[[ Supplied material, beginning ]]
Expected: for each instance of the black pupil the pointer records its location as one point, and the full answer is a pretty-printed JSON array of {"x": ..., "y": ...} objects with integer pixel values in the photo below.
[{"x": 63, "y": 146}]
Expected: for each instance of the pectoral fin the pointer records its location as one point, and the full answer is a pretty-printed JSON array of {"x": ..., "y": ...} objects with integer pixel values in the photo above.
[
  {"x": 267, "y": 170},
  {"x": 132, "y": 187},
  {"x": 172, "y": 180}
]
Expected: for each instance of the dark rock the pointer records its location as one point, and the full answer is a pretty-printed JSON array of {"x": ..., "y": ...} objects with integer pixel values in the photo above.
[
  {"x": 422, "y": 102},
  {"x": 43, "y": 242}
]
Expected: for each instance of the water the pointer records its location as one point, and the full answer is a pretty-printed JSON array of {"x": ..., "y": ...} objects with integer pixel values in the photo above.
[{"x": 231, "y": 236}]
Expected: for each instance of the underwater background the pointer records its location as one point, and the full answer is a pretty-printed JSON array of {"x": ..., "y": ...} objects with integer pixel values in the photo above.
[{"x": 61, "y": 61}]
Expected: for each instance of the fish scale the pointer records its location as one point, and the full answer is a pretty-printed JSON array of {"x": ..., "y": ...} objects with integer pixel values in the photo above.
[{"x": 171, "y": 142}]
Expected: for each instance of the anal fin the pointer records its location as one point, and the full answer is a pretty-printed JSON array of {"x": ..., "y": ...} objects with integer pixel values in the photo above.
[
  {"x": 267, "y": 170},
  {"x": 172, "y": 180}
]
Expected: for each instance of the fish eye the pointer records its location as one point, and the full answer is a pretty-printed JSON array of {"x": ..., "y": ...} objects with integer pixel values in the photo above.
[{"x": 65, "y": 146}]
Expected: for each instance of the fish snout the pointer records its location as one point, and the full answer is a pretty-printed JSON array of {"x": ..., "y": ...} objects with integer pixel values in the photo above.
[[ Supplied material, end ]]
### What needs to be done
Line by line, retype all of the entries.

### Answer section
Expected: for each instance of the black pupil the pointer records its location as one point, and the full answer is a pretty-printed JSON array of {"x": ..., "y": ...} objects with integer pixel values in the photo below.
[{"x": 63, "y": 146}]
Expected: for each instance of the pectoral fin the pointer records its location as one point, and the full answer is a pretty-printed JSON array of {"x": ..., "y": ...} objects with integer pixel values in the photo above.
[
  {"x": 267, "y": 170},
  {"x": 132, "y": 187},
  {"x": 172, "y": 180}
]
Expected: for each instance of the dark rock the pointer records its location as one point, and the full answer is a pretty-printed JSON array of {"x": ..., "y": ...} objects with integer pixel values in the photo above.
[
  {"x": 422, "y": 102},
  {"x": 43, "y": 242}
]
Expected: for each instance of the water the pointer records its location as one point, and the full answer is a pretty-printed JSON array of {"x": ..., "y": ...} objects with integer pixel values in the photo above.
[{"x": 231, "y": 236}]
Expected: for each instance of the underwater background the pointer records its location as one point, and the full answer is a pretty-printed JSON array of {"x": ..., "y": ...} objects with integer pixel values in the photo above.
[{"x": 61, "y": 61}]
Expected: for each instance of the fish scale the pointer records its location as one point, and the full answer is a pretty-printed JSON array of {"x": ..., "y": ...} objects with integer pixel values in the photo above.
[{"x": 171, "y": 142}]
Expected: for each instance of the anal fin the pointer records its location as one point, and the full answer is a pretty-printed JSON array of {"x": ..., "y": ...} objects with integer pixel values in the photo above.
[
  {"x": 267, "y": 170},
  {"x": 172, "y": 180}
]
Expected: for each instance of the fish eye the pointer records its location as one point, and the full answer is a pretty-printed JSON array of {"x": ..., "y": ...} objects with integer pixel values in the photo above.
[{"x": 65, "y": 146}]
Expected: for each instance of the fish snout the pointer records its location as one point, and the full answer is a pretty-printed JSON array of {"x": ..., "y": ...} objects with integer pixel values in the photo above.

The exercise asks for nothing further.